Text provided:
━━━━━━━━
SRCIT Staff srcit at stevens.edu
Tue Oct 4 11:07:40 EDT 2011


SRCIT Users,

After monitoring our current 'linux-lab' system, we have decided to implement
the system in a more robust way. The new deployment and intended replacement for
the current 'linux-lab' system can be accessed here:

    * lab.srcit.stevens-tech.edu
    * lab.cs.stevens-tech.edu

      or

    * lab.srcit.stevens.edu
    * lab.cs.stevens.edu


The new 'lab' deployment serves to solve the 3 most pertinent issues we noticed
with the current 'linux-lab' deployment:

    * confusion about SSH-key messages
    * connections to 'linux-lab' hanging
    * overloaded hosts while other hosts are underutilizied

While there are known solutions to all of these issues, we understand that
people mostly just want to be able to get their work done without having to deal
with these issues on a daily basis.

Much like the current 'linux-lab' system, the new system can also be accessed by
individual hostname. The 8 new hosts in the 'lab.srcit.stevens-tech.edu' system 
can be accessed by individual hostname as follows:

    * avalon.srcit.stevens-tech.edu
    * avatar.srcit.stevens-tech.edu
    * rainman.srcit.stevens-tech.edu
    * gump.srcit.stevens-tech.edu

    * gits.srcit.stevens-tech.edu
    * eva.srcit.stevens-tech.edu
    * nemo.srcit.stevens-tech.edu
    * smurf.srcit.stevens-tech.edu

If you need to write networking code, you should make sure to use the specific
host name(s). Please see the first part of the section 'More Info and Known
Issues' below.

If you are measuring runtimes of algorithms / programs, please see the second
part of the 'More Info and Known Issues' section below.

Again, the host names are listed above and are organized into one group of 4 
live-action movies and one group of 4 animated movies to ease the issue of 
remembering hostnames.
━━━━━━━━
Set exercise 1:
Find every line in the records that contains the word "chair", and list each one.
The records are unrelated to the lab-system announcement.
━━━━━━━━
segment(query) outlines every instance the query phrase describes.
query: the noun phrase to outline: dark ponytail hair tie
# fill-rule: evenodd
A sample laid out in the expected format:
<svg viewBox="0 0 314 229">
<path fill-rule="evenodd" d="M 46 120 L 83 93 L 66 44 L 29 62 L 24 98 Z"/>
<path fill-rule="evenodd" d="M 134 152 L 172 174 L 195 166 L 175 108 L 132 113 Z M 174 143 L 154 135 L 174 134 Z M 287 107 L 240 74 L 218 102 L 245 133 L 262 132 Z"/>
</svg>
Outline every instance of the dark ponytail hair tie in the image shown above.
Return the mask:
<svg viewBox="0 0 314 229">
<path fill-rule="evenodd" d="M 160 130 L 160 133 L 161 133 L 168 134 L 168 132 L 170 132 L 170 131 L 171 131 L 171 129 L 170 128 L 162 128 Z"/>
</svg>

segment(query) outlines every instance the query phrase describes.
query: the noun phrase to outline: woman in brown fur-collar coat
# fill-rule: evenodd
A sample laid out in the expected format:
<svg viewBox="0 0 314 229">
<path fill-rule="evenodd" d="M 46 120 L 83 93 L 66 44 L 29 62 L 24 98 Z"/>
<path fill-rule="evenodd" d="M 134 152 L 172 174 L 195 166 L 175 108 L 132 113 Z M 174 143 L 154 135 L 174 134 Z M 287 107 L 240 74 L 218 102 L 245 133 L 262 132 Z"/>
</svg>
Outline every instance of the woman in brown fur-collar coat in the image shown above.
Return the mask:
━━━━━━━━
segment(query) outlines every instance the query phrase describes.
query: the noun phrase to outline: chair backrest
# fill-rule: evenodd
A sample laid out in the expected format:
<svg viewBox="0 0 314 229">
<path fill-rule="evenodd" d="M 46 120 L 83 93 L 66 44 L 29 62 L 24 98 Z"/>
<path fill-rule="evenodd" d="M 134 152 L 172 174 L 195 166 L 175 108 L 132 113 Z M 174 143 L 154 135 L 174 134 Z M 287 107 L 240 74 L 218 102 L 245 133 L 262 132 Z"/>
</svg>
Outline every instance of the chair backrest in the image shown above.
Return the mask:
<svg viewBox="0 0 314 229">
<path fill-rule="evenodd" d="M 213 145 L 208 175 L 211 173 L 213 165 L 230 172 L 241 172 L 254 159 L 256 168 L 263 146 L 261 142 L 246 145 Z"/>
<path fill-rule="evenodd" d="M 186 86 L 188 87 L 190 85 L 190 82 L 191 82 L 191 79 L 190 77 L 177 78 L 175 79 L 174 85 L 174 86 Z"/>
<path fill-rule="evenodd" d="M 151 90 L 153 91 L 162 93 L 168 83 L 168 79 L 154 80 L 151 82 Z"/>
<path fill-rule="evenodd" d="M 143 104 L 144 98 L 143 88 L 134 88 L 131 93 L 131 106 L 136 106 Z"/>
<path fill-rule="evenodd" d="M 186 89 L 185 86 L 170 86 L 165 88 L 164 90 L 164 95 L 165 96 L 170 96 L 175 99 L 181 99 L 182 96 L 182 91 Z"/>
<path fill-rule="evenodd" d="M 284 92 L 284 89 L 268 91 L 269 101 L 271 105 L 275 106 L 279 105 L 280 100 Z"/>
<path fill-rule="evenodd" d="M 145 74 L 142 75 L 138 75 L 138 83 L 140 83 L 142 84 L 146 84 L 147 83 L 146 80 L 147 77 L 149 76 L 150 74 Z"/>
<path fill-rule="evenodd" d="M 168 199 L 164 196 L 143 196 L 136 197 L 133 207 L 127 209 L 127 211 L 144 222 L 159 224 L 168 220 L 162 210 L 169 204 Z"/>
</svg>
━━━━━━━━
Set exercise 2:
Reproduce word for word everything in the lab-system announcement from "If you are measuring" down to "remembering hostnames.".

Worked solution 1:
query: the noun phrase to outline: chair backrest
Outline every instance of the chair backrest in the image shown above.

Worked solution 2:
If you are measuring runtimes of algorithms / programs, please see the second
part of the 'More Info and Known Issues' section below.

Again, the host names are listed above and are organized into one group of 4 
live-action movies and one group of 4 animated movies to ease the issue of 
remembering hostnames.